The station is overseen by Lt Colonel Mason, a part-time soldier who is also the deputy chairman of Choice FM in London.
Colonel Mason told the BBC he did not consider the radio station to be mere propaganda.
"For sure, the team here is not selling a line," Colonel Mason said.
"I think there's a very fine dividing line between public relations and what you would call propaganda anyway.
"There's very few other radio stations on the band, and suddenly in that vacuum we have something very dramatic that is happening around Basra, but perhaps nobody's explaining why or what it's about.
"We can actually do that."
The sort of product that we are putting out is reassuring people that we're not going to disappear, and that the Saddam Hussein days are numbered
Colonel Mason added that psy-ops were particularly important in Basra because the citizens were very wary of trusting the coalition forces.
After the last Gulf War in 1991, the people of Basra rose up against the Iraqi leader but were not backed up by the coalition as they had expected.
"The sort of product that we are putting out is reassuring people that we're not going to disappear, and that the Saddam Hussein days are numbered," Colonel Mason said.
"The troops are here to stay - they will not be abandoned.
"That will give them reassurance."
The message is similar in other areas of the psy-ops war.

● **Goals**:
**a.** Reproduce the part of the Basra radio station passage starting at "The station is" and ending at "call propaganda anyway.".
**b.** Write the next part of the Basra radio station passage, picking up after its final sentence.

● **Dataset**:
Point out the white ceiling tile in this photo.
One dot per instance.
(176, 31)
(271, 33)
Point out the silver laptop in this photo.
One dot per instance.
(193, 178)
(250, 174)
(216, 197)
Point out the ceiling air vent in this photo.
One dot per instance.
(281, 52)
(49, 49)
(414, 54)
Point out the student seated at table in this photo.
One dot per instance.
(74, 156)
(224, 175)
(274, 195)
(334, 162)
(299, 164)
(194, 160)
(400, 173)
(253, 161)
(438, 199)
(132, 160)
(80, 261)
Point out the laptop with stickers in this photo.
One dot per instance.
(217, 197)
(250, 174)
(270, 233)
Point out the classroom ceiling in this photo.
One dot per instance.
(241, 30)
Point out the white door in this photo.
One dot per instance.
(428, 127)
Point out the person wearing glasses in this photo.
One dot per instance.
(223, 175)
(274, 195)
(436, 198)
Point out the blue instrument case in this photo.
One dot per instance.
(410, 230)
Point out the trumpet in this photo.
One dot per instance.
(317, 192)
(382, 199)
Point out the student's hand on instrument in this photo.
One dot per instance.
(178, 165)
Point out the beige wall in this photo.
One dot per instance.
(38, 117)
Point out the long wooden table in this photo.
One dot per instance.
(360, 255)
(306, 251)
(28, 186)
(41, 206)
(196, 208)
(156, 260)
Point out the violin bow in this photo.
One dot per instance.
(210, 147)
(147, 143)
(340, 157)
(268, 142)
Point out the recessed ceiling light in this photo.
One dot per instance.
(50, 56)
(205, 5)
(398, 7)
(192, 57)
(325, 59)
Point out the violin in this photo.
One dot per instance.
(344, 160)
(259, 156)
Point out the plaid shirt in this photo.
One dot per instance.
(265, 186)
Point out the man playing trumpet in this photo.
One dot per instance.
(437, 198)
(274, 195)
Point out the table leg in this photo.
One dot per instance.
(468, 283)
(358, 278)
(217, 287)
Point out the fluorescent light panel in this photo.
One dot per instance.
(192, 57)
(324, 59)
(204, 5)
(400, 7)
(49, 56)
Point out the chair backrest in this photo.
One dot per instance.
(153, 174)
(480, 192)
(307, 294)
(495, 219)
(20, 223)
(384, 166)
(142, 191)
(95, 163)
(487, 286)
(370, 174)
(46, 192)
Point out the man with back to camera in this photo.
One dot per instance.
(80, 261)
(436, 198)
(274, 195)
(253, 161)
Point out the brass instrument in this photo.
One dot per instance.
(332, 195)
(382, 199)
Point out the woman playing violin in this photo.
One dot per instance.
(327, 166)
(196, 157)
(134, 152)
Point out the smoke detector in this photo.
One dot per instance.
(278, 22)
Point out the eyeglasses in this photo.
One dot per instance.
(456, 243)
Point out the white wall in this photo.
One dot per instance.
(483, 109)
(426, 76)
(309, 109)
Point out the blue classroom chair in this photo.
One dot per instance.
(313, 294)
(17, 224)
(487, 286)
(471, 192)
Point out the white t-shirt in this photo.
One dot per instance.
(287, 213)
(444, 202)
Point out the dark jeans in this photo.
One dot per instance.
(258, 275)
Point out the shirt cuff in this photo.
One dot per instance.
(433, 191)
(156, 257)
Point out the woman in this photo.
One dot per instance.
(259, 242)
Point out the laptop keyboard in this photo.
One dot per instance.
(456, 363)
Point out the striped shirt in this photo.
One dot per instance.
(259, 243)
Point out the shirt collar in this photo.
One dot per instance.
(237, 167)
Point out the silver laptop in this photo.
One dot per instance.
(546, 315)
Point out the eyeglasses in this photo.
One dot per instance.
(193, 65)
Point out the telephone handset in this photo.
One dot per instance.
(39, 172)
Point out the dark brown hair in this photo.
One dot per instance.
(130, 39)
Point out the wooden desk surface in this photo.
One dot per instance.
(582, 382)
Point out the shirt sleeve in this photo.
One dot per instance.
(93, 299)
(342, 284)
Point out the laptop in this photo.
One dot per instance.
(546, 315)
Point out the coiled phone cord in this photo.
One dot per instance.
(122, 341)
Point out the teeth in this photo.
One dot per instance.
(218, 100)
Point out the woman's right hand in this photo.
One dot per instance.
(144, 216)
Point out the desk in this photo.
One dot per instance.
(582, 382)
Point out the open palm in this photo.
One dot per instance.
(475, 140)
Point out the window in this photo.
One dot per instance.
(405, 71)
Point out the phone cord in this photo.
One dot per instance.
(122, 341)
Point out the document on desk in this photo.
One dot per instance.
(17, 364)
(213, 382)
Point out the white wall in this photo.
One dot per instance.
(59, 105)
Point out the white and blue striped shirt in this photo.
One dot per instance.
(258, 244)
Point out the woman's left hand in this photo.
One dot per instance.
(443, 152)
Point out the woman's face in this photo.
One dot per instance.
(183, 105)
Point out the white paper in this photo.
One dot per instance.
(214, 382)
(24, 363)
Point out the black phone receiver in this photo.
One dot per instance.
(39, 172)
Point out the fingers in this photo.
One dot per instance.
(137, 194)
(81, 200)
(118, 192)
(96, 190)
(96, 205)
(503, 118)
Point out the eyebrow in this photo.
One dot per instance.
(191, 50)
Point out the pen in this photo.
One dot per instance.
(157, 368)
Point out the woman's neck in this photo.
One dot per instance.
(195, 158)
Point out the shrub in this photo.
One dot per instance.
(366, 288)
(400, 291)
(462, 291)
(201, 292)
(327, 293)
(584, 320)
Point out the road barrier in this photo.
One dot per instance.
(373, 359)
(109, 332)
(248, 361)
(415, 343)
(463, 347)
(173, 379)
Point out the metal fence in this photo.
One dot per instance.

● **Task answers**:
**a.**
The station is overseen by Lt Colonel Mason, a part-time soldier who is also the deputy chairman of Choice FM in London.
Colonel Mason told the BBC he did not consider the radio station to be mere propaganda.
"For sure, the team here is not selling a line," Colonel Mason said.
"I think there's a very fine dividing line between public relations and what you would call propaganda anyway.

**b.**
"This time, we won't abandon you," says one leaflet handed out to troops heading into Basra and likely to reach civilians and soldiers seeking to defect.
Some 45,000 handbills have been given to troops who encounter Iraqi soldiers who do not want to fight, instructing them on how to hand themselves over.
British psy-ops teams are in operation throughout southern Iraq
"It makes it a lot easier for them to communicate," said Lance Corporal Jim Wyatt, who has drawn many of the illustrations on the leaflets.
He added that the leaflets gave Basra residents a "very sincere picture of British troops".
"This actually appeared on TV. That leaflet acted as an introduction of our forces - to say follow our instructions, we're here to help."
Colonel Mason stressed the additional importance of psy-ops in an era in which every death is scrutinised.
"In this day and age it's very difficult to fire real bullets," he said.
"This is a way to be able to talk to people, engaging their reason.
"It's a non-lethal system."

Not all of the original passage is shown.